→ **Selection**:
** BEGIN **
BS170 FET logic switching problem - advice needed

[Rob]

I tried using a BS170 FET to supply / power-down sections of a circuit under
control of a PIC port pin.

The connections were:

Gate - port pin via 100R
Drain - to +5V
Source - to circuit to be supplied / depowered.

It didn't work! The FET appears not to turn on hard enough. Adding a pullup
to the gate did not help. The load being switched is in the low milliamps
range. Any suggestions as to a solution?

Thanks
rob

 

[Ban]

I tried using a BS170 FET to supply / power-down sections of a
circuit under control of a PIC port pin.

The connections were:

Gate - port pin via 100R
Drain - to +5V
Source - to circuit to be supplied / depowered.

It didn't work! The FET appears not to turn on hard enough. Adding a
pullup to the gate did not help. The load being switched is in the
low milliamps range. Any suggestions as to a solution?

Thanks
rob

Rob,
the BS170 is an N-mos Fet and cannot switch positive voltages. It can switch
to gnd only(low-side). If you want a high-side switch, you have to take a
PMOS loke the BS250 or BSS92.

ciao Ban

 

[Ban]

Rob,
the BS170 is an N-mos Fet and cannot switch positive voltages. It can
switch to gnd only(low-side). If you want a high-side switch, you
have to take a PMOS loke the BS250 or BSS92.

ciao Ban

Don't forget that the PMOS is turned on with logic low level

ciao Ban

 

[Fred Bloggs]

I tried using a BS170 FET to supply / power-down sections of a circuit under
control of a PIC port pin.

The connections were:

Gate - port pin via 100R
Drain - to +5V
Source - to circuit to be supplied / depowered.

It didn't work! The FET appears not to turn on hard enough. Adding a pullup
to the gate did not help. The load being switched is in the low milliamps
range. Any suggestions as to a solution?

Thanks
rob

An N-channel MOSFET typically requires a few volts across gate to source
in order to establish an internal electric field for the requisite low
resistance path from drain to source. If the PIC is raising the gate
terminal to 5V and the load circuit on the source is 5V, then the gate
to source voltage is 5V-5V=0V- or no voltage in other words. This means
the load voltage does not rise to 5V, it will actually rise to 5V-Vgs,th
where Vgs,th is the MOSFET gate source threshold for small currents in
your case, and this can be a few volts, typically 2V for the BS170,
meaning you only get 5V-2V=3V across the load this way. If your load is
connected between VCC and the drain with source grounded, then when the
PIC applies 5V to the gate, the gate to source voltage will be 5V-0V=5V,
large enough to create an internal low resistance drain to source
channel, meaning the drain goes very close to 0V and 5V appears across
the controlled load.
** END **
→ **Raw records**:
** BEGIN **
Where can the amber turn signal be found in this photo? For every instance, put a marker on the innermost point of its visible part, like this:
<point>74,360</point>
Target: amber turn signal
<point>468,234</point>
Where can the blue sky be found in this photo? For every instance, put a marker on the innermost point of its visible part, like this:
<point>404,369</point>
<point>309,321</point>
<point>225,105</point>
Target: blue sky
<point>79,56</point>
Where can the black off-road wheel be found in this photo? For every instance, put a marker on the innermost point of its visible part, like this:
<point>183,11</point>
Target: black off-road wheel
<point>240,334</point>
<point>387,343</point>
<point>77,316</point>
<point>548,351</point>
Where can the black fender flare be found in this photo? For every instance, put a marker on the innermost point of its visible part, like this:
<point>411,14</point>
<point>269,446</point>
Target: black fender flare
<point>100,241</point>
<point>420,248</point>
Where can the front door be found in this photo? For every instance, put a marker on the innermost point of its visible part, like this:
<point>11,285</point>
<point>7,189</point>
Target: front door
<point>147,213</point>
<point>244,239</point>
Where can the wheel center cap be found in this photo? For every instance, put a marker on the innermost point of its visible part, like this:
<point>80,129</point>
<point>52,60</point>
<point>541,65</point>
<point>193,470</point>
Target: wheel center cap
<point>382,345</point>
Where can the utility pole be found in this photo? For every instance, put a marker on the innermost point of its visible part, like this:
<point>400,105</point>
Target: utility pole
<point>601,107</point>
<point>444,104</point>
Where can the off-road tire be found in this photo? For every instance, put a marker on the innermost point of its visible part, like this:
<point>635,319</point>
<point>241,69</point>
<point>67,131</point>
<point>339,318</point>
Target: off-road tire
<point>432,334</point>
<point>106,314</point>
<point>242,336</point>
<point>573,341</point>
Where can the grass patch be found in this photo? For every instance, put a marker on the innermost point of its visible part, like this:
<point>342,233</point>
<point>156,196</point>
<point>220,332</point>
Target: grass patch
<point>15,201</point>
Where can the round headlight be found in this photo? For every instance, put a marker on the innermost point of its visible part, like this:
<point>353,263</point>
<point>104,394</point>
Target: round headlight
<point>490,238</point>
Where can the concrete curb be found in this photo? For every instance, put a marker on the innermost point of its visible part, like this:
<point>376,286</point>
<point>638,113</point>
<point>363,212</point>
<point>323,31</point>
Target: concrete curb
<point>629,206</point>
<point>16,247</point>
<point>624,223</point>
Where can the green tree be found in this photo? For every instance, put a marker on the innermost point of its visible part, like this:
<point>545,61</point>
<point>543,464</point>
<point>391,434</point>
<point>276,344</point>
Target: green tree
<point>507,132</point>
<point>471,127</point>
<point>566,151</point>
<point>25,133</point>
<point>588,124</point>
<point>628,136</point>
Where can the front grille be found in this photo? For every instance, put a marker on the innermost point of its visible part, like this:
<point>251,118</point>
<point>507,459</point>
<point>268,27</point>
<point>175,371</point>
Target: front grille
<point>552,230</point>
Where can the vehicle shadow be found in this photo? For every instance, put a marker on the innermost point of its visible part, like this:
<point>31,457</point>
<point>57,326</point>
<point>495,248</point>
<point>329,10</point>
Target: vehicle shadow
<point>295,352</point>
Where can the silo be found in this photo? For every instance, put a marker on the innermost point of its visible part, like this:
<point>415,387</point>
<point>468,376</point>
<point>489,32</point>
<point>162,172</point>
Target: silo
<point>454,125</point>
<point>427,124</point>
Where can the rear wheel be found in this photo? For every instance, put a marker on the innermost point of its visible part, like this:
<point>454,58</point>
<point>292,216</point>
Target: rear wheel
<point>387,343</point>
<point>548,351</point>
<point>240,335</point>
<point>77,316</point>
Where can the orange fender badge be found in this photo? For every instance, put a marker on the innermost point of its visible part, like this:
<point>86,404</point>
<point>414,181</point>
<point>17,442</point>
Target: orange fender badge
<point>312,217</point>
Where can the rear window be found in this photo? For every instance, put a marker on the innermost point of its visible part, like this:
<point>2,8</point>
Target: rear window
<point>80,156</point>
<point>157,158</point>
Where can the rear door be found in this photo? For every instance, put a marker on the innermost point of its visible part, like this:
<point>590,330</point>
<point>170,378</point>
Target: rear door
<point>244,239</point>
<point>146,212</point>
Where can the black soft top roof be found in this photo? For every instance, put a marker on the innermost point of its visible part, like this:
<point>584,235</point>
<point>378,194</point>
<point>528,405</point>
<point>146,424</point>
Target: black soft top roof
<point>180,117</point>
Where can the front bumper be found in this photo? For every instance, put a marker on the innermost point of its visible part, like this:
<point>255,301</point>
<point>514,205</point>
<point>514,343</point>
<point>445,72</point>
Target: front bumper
** END **
→ **Problem set**:
1: Please list every transistor part number mentioned in the forum thread.
2: From the listing, return the lines from the one with "Where can the front grille" up to and including the one with "<point>552,230</point>", unchanged.

→ **Task answers**:
1: BS170, BS250, BSS92

2:
Where can the front grille be found in this photo? For every instance, put a marker on the innermost point of its visible part, like this:
<point>251,118</point>
<point>507,459</point>
<point>268,27</point>
<point>175,371</point>
Target: front grille
<point>552,230</point>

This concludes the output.